Exercise input:
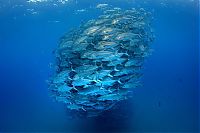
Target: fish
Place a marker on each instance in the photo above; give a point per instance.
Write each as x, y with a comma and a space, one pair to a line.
110, 97
116, 62
133, 62
64, 88
63, 99
74, 107
126, 36
91, 30
61, 77
91, 90
81, 82
85, 68
106, 45
131, 85
96, 55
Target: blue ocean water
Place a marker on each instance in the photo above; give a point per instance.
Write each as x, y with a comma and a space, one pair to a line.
168, 101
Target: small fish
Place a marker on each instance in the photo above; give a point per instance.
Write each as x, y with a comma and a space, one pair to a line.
130, 85
74, 107
110, 97
64, 88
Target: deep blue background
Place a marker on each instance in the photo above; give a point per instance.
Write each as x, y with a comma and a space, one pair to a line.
168, 101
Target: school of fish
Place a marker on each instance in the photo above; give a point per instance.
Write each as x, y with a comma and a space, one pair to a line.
99, 63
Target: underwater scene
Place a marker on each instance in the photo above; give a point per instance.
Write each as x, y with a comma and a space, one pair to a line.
99, 66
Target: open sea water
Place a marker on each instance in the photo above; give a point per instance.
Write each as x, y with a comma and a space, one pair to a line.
168, 101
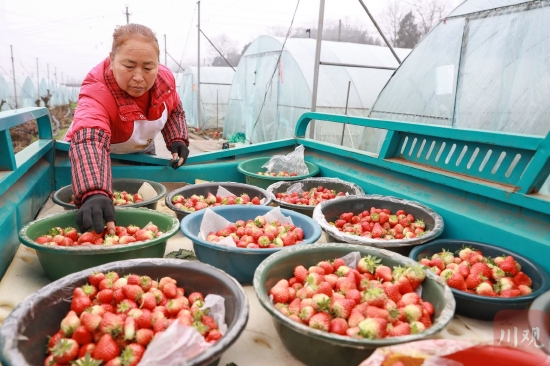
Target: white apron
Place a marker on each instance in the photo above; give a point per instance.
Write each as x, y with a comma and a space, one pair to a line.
143, 136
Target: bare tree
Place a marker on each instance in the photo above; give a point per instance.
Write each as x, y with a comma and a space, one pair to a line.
429, 13
392, 15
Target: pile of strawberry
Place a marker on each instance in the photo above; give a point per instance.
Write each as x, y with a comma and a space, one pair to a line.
371, 301
257, 233
121, 198
113, 319
380, 223
309, 198
280, 174
196, 202
69, 236
472, 272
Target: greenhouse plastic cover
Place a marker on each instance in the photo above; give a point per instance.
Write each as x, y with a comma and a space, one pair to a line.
485, 71
287, 87
213, 97
394, 204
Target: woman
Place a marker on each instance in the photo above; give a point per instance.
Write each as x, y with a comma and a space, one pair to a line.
123, 103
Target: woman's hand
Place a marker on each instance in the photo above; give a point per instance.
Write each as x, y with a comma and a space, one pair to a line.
93, 211
179, 154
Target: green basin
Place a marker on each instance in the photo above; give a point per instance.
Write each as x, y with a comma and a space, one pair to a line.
252, 166
62, 196
330, 349
61, 261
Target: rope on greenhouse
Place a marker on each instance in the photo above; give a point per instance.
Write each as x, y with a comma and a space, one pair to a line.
270, 83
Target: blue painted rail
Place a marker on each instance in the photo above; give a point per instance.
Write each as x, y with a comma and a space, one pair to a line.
484, 184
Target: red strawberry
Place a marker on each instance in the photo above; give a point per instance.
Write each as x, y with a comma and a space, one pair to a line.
79, 304
400, 330
522, 279
320, 321
106, 349
111, 323
508, 265
342, 308
44, 239
132, 354
133, 291
90, 321
70, 232
144, 336
53, 339
82, 336
510, 293
485, 289
86, 349
457, 281
105, 296
373, 328
338, 326
170, 290
215, 334
383, 273
65, 350
70, 323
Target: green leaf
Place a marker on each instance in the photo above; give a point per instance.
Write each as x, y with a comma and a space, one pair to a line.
182, 254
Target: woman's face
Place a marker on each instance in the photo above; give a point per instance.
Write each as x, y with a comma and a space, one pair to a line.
135, 66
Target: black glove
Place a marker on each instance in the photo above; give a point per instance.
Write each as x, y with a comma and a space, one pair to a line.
178, 147
92, 212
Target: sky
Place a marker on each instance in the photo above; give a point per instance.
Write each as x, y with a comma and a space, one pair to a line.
70, 37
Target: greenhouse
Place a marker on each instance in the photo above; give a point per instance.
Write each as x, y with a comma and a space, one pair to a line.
215, 87
267, 98
484, 67
27, 92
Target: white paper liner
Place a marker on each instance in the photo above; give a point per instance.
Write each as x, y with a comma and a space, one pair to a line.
212, 222
147, 191
432, 350
179, 342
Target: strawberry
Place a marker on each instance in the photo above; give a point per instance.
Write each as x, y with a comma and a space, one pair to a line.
70, 323
79, 304
144, 336
70, 232
90, 321
82, 336
196, 296
457, 281
485, 289
320, 321
106, 349
510, 293
300, 273
44, 239
170, 290
383, 273
111, 323
342, 308
85, 352
374, 296
133, 291
522, 279
400, 330
373, 328
105, 296
132, 354
338, 326
65, 350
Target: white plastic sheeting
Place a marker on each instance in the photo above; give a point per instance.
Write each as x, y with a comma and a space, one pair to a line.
267, 99
485, 68
215, 87
27, 92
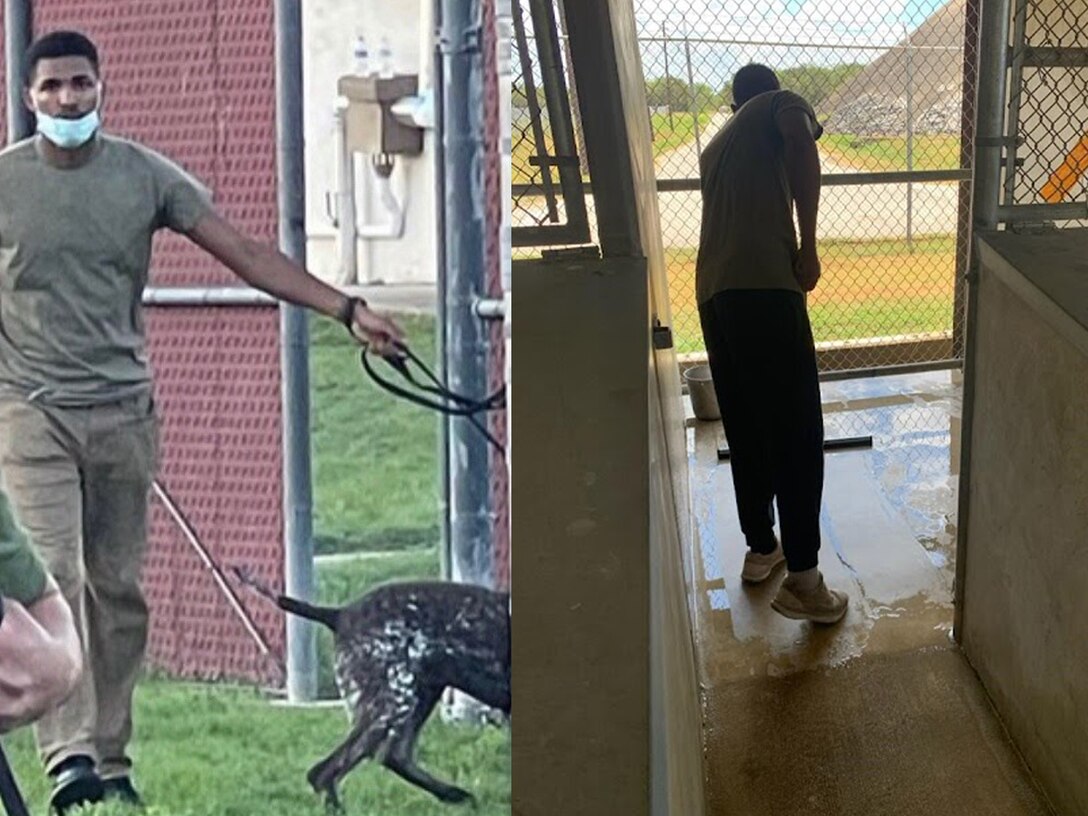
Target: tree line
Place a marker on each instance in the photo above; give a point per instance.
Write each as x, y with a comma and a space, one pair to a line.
815, 83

Aim of the exercise:
Pictures stay out; retype only the lines from the line containing "Target: white paper liner" through the end of the listing, inclusive, exactly as they appear.

Solution for this exercise:
Target: white paper liner
Place a marker on each instance in the photo above; give a point per instance.
Write each as x, y with a comma and a space, one pair to a line.
212, 222
147, 191
432, 350
179, 342
Target: strawberry
Place a marker on each instance in the photo above; give a point per instance.
Write each as x, y with a comma and a space, one pair to a line.
70, 323
79, 304
144, 336
70, 232
90, 321
82, 336
196, 296
457, 281
485, 289
320, 321
106, 349
510, 293
300, 273
44, 239
170, 290
383, 273
111, 323
342, 308
85, 352
374, 296
133, 291
522, 279
400, 330
373, 328
105, 296
132, 354
338, 326
65, 350
Target: white plastic sheeting
Place a marker on each instance in the photo above; give a point per instance.
Write each as x, y with a comma and a space, one pair to a line.
267, 99
485, 68
215, 87
27, 92
Target: tree line
Place a marker on each instance in the photo above; give a point per instance.
Write each as x, y with a comma and a space, one pair to a line.
815, 83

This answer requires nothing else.